Aim of the task => Beginning with the line that holds "x=541, y=63", write out the remaining lines of the material exactly, the last line included.

Information given =>
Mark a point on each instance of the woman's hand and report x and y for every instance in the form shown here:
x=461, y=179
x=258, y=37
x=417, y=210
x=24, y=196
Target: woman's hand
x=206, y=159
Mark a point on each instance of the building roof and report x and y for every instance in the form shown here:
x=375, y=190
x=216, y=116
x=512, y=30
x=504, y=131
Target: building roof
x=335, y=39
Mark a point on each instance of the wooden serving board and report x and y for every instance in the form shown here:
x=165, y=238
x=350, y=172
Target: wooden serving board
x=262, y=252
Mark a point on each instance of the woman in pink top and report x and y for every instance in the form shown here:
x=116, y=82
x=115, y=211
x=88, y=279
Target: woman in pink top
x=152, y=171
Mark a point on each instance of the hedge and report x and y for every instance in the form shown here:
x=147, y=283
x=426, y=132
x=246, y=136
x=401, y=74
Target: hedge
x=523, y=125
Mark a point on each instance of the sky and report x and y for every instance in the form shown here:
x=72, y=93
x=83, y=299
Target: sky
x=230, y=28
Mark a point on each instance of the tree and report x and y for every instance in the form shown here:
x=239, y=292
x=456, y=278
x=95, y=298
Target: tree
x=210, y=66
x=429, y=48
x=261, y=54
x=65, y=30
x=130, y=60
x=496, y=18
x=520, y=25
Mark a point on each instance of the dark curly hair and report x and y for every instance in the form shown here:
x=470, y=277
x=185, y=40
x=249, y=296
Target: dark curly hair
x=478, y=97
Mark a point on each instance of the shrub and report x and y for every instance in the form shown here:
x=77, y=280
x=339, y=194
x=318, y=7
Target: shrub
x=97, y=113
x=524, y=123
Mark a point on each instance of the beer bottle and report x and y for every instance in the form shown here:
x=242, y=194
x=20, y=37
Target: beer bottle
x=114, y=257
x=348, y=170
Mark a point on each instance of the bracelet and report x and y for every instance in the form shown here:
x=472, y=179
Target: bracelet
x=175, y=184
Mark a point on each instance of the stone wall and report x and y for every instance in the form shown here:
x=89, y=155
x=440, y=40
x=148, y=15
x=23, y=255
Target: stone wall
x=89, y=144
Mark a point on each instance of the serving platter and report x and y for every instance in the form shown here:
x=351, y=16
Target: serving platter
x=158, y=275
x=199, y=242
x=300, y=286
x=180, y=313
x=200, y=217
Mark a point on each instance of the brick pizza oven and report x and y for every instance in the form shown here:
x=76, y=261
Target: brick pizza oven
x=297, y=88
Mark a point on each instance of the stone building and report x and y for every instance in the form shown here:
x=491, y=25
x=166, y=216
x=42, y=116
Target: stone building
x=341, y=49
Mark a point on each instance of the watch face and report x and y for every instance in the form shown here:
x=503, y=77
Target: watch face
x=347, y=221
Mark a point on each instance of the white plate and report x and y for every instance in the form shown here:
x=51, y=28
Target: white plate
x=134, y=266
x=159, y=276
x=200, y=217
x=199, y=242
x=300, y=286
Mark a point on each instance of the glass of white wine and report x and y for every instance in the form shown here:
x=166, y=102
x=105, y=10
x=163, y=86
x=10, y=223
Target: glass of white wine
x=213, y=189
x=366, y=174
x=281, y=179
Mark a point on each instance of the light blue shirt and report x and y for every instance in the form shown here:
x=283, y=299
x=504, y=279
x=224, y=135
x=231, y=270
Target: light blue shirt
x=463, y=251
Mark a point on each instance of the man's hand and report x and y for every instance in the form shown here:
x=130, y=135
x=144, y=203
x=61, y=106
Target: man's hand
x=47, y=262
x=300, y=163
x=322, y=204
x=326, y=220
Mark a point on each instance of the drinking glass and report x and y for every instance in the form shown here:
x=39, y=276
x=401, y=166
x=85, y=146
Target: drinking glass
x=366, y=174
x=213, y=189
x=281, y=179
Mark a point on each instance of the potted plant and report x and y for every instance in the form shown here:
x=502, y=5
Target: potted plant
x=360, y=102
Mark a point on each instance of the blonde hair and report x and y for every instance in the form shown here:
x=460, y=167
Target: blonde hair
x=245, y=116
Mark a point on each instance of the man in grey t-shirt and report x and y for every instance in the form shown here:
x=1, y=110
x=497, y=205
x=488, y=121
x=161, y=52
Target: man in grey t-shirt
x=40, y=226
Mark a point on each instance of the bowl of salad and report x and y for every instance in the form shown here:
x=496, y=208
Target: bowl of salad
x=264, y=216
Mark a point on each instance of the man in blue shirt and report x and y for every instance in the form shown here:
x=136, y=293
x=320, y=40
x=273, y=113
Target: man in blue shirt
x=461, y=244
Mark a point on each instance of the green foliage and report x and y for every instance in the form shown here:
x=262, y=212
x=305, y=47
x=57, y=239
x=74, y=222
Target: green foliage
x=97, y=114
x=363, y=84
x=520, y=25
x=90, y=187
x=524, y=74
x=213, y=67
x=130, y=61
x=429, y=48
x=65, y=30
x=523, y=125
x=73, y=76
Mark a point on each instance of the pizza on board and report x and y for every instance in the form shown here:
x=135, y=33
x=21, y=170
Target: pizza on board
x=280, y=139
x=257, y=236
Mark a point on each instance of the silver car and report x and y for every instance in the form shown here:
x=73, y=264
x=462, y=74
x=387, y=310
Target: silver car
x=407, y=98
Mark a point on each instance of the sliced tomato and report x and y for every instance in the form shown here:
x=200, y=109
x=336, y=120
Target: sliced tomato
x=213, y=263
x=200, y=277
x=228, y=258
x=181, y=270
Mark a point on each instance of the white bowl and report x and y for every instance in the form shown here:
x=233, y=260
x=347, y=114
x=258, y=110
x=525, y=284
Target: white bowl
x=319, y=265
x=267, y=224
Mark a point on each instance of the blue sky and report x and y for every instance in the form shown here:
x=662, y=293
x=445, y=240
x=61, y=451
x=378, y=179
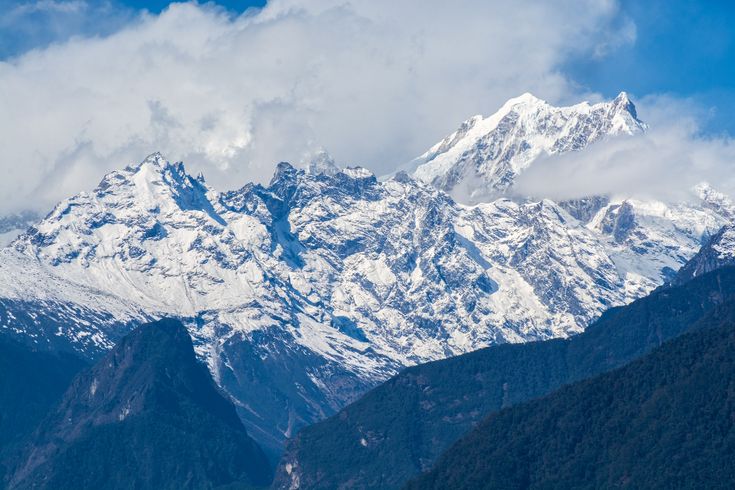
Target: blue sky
x=682, y=48
x=87, y=86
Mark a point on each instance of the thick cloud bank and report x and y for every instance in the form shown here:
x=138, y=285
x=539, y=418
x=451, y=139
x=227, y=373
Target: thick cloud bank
x=665, y=163
x=375, y=82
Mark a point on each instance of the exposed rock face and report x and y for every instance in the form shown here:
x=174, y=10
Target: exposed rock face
x=303, y=294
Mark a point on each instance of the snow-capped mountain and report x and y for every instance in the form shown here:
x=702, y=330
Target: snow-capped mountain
x=483, y=157
x=13, y=225
x=303, y=294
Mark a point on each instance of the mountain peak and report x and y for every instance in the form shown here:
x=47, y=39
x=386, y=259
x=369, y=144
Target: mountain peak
x=321, y=162
x=484, y=156
x=525, y=98
x=622, y=103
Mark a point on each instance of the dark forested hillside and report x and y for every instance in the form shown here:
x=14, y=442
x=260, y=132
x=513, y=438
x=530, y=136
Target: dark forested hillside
x=664, y=421
x=31, y=383
x=400, y=428
x=147, y=415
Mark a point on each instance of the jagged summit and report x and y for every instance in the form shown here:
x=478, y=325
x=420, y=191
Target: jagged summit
x=319, y=286
x=482, y=158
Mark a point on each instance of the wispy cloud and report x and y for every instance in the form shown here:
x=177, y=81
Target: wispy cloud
x=374, y=82
x=665, y=163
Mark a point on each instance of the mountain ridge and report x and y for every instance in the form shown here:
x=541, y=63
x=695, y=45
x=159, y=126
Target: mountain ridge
x=329, y=275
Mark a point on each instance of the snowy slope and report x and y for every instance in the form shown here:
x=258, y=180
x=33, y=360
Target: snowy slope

Output for this exercise =>
x=541, y=63
x=695, y=45
x=159, y=126
Target: mountain ridge
x=329, y=275
Mark a point on each instance of the snowy slope and report x and y for every instance in the form shown here:
x=258, y=180
x=33, y=360
Target: snowy slope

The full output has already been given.